◆ EXERCISE INPUT
•••••

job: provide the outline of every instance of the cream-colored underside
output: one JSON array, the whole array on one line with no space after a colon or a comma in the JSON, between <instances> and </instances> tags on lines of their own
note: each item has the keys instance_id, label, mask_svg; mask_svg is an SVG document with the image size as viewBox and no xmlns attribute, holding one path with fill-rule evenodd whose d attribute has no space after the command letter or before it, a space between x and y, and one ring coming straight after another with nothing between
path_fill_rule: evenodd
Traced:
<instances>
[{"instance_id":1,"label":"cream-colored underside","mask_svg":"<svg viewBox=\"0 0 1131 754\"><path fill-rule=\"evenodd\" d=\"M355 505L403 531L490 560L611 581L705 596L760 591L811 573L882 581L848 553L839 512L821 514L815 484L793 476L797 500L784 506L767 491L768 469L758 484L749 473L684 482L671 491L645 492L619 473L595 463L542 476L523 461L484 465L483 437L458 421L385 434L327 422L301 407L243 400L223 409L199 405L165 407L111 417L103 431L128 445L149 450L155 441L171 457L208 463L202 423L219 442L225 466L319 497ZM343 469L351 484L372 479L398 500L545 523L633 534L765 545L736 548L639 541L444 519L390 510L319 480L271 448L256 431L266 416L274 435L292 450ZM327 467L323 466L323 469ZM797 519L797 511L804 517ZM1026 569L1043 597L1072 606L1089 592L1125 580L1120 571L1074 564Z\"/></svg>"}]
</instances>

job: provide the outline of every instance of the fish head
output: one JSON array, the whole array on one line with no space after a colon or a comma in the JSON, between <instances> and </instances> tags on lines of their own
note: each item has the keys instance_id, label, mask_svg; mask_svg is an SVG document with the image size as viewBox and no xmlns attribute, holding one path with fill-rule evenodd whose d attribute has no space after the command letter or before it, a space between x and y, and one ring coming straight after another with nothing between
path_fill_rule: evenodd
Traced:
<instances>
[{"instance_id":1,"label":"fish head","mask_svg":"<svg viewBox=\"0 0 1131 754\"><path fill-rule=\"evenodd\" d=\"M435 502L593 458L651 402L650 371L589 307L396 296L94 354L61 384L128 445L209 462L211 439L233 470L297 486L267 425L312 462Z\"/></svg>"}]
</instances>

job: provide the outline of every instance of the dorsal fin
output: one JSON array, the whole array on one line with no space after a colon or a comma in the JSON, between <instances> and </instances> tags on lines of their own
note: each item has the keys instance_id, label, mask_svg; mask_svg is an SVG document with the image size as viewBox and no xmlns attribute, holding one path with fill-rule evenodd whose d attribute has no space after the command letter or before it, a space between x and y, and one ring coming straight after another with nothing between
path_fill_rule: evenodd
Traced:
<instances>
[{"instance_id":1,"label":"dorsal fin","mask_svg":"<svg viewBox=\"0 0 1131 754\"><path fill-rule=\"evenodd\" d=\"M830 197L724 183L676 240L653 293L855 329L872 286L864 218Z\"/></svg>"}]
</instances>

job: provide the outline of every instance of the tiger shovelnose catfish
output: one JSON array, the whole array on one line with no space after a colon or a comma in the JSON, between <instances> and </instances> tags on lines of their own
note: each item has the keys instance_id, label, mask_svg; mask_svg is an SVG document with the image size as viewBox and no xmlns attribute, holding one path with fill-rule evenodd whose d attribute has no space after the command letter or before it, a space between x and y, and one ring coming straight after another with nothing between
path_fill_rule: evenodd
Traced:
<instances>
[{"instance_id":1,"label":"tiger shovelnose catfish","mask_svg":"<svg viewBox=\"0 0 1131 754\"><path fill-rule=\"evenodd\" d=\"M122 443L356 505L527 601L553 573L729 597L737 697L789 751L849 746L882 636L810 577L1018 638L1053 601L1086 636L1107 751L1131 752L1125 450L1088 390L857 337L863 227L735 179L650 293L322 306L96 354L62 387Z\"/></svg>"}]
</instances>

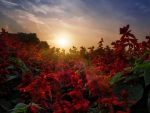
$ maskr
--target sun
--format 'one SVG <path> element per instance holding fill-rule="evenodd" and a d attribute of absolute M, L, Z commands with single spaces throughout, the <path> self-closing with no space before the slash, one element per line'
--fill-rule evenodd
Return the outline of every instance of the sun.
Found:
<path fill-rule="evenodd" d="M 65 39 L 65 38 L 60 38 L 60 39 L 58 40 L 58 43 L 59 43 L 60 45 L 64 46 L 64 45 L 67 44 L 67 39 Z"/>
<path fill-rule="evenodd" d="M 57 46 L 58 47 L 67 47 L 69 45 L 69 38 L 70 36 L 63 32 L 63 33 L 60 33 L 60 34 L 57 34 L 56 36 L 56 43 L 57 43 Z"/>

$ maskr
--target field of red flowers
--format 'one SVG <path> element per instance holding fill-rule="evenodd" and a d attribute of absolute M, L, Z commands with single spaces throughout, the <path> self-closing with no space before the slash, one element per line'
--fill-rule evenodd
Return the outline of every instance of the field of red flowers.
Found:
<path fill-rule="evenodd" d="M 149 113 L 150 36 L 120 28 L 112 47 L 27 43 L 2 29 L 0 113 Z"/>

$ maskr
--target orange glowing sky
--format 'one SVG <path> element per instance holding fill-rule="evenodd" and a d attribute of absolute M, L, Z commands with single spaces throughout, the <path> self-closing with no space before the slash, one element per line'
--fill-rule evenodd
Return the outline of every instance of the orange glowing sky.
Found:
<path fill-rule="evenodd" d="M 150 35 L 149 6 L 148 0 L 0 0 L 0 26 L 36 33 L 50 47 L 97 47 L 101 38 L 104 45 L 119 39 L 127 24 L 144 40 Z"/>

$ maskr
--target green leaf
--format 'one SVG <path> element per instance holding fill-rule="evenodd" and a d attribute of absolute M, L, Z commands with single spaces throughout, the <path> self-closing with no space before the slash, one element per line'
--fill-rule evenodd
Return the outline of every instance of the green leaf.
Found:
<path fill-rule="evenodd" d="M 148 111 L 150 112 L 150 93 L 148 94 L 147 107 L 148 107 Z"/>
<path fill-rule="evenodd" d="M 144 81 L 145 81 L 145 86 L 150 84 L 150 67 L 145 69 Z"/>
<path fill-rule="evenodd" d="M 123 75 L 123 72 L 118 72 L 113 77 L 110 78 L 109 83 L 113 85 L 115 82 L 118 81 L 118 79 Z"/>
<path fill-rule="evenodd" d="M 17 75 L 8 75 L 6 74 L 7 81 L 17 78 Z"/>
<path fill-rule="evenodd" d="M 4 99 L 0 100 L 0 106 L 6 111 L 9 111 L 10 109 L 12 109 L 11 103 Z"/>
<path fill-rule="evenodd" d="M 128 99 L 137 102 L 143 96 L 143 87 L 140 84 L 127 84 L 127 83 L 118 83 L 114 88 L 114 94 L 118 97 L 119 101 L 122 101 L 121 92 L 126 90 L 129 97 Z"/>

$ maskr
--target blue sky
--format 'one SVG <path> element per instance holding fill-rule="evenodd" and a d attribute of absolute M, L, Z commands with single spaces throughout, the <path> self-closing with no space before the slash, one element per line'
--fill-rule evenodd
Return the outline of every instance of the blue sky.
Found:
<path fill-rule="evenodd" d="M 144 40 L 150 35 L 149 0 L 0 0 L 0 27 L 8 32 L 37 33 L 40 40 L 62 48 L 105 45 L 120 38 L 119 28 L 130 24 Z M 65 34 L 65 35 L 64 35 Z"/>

•••••

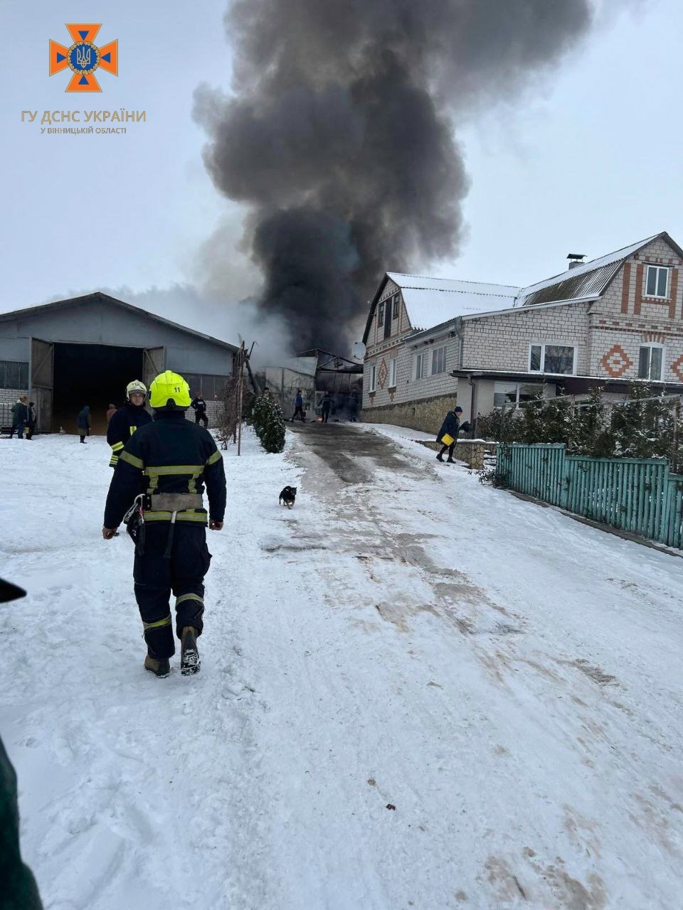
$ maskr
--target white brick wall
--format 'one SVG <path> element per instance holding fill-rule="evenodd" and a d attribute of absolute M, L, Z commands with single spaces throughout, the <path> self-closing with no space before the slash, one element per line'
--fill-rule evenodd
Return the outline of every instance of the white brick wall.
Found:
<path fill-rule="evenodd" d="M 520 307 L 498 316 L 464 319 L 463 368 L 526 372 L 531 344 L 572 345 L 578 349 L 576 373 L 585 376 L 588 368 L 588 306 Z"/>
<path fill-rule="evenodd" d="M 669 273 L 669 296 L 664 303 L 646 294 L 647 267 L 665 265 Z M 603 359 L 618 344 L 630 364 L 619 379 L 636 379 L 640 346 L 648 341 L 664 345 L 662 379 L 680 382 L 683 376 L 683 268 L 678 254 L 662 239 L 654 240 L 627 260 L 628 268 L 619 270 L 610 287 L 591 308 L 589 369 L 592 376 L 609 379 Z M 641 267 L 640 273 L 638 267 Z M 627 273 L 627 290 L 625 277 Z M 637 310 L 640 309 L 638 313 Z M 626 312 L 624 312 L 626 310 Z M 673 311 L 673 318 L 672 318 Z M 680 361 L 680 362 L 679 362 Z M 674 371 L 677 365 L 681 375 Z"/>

•••••

◆ YOUR OBJECTIVE
Find every line in the data above that contains the word "orange", and copy each of those lines in full. Case counts.

◆ THE SOLUTION
--target orange glowing sky
Return the outline of every instance of the orange glowing sky.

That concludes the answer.